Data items
-*-

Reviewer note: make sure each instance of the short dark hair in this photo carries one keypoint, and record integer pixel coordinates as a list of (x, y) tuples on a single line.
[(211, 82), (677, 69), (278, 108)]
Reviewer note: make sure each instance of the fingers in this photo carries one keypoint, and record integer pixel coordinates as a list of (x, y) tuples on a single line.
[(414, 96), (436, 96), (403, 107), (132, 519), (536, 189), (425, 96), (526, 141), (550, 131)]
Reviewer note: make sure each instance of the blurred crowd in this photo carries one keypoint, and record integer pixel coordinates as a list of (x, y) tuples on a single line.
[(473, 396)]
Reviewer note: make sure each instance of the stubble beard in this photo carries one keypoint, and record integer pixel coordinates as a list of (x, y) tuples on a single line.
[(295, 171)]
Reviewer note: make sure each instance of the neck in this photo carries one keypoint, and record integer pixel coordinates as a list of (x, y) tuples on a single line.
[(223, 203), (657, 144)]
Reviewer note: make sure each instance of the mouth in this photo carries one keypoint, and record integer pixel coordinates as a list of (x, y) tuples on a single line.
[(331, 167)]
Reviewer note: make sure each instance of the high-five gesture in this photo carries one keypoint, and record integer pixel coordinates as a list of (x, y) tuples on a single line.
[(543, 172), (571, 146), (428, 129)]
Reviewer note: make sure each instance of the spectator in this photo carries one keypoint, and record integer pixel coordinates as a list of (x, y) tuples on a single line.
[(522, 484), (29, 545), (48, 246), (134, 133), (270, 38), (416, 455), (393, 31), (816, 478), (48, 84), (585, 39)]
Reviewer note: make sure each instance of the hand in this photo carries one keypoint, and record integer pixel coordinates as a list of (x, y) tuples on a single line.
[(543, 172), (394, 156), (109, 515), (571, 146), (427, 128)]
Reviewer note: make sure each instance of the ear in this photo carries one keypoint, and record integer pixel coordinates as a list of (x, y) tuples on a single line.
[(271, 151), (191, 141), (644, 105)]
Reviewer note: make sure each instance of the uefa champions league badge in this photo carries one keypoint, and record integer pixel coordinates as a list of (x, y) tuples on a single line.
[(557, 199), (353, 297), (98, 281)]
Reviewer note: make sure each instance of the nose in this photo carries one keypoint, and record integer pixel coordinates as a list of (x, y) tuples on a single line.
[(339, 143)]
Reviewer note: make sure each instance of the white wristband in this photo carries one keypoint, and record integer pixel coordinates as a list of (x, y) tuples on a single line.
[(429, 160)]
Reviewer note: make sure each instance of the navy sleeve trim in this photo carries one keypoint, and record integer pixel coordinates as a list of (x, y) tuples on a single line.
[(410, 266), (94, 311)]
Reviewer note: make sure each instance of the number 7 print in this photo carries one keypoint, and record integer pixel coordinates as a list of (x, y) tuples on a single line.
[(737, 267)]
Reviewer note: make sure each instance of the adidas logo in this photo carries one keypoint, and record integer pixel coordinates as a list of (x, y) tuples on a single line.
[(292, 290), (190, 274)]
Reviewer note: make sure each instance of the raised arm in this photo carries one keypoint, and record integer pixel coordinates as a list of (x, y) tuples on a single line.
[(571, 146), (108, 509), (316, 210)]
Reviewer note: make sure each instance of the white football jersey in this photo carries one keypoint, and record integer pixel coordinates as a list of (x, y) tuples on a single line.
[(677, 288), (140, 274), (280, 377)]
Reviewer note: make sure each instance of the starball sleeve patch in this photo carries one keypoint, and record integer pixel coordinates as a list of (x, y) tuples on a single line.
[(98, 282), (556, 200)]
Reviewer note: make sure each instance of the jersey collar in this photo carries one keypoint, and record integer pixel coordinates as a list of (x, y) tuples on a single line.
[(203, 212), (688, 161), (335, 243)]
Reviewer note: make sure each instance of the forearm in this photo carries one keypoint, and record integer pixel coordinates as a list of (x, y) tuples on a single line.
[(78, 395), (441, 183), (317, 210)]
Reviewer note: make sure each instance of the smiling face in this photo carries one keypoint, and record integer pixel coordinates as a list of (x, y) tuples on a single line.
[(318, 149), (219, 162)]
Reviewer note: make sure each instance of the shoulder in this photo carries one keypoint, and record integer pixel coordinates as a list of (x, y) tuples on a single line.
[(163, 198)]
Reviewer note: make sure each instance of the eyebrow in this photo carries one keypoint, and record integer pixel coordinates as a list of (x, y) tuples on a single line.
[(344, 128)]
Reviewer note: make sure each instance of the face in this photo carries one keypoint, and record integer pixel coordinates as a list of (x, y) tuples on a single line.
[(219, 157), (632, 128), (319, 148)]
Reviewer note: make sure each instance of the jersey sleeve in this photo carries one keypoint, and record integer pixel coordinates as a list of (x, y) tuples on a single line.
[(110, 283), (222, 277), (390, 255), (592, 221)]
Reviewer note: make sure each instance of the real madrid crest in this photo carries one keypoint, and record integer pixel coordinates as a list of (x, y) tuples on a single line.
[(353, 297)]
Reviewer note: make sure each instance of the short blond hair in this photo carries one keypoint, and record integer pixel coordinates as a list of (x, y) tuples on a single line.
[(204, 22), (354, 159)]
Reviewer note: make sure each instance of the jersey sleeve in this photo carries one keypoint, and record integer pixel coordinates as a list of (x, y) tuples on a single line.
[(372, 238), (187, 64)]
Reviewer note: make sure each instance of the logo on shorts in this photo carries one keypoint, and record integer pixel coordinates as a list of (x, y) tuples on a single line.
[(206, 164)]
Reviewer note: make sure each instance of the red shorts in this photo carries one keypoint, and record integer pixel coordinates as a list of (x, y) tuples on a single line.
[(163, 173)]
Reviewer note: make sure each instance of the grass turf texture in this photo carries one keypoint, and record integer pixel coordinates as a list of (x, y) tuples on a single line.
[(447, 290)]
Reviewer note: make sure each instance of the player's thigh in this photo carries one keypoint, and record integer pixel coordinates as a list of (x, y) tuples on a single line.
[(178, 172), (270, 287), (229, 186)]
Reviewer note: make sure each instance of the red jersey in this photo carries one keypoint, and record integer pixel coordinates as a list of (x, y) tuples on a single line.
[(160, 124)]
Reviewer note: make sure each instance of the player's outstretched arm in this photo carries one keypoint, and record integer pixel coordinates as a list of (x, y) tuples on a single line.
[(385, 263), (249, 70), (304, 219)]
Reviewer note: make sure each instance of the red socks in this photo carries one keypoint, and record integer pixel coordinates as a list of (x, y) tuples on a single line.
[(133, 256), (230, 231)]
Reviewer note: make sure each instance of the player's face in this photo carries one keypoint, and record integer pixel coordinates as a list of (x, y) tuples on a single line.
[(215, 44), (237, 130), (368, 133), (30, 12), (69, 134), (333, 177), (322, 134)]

-*-

■ **Objective**: Rewrite the records from their start through the line containing "[(295, 171)]", with "Reviewer note" swapped for "Annotator note" and everything else left the same. Give only that stretch.

■ **Exercise result**:
Annotator note: make sure each instance of the short dark hair in this photo carries one keypoint, and record integer pixel coordinates as a list of (x, y) tuples on a single line.
[(211, 82), (677, 69), (278, 108)]
Annotator note: make sure each instance of the fingers in this photo carries one keypoint, and record integer pixel coordinates as a list of (x, y) tuples on a single line.
[(414, 96), (436, 96), (403, 107), (132, 519), (536, 189), (425, 96), (526, 141), (550, 131)]
Annotator note: make sure each instance of the blurred crowd in this photo carries one keypoint, and record integer pixel coordinates as a list of (x, y) tuples on a single line.
[(473, 396)]
Annotator note: make sure each instance of the stubble beard in this photo carries one keypoint, and record integer pixel coordinates as a list of (x, y) tuples on a single line.
[(295, 171)]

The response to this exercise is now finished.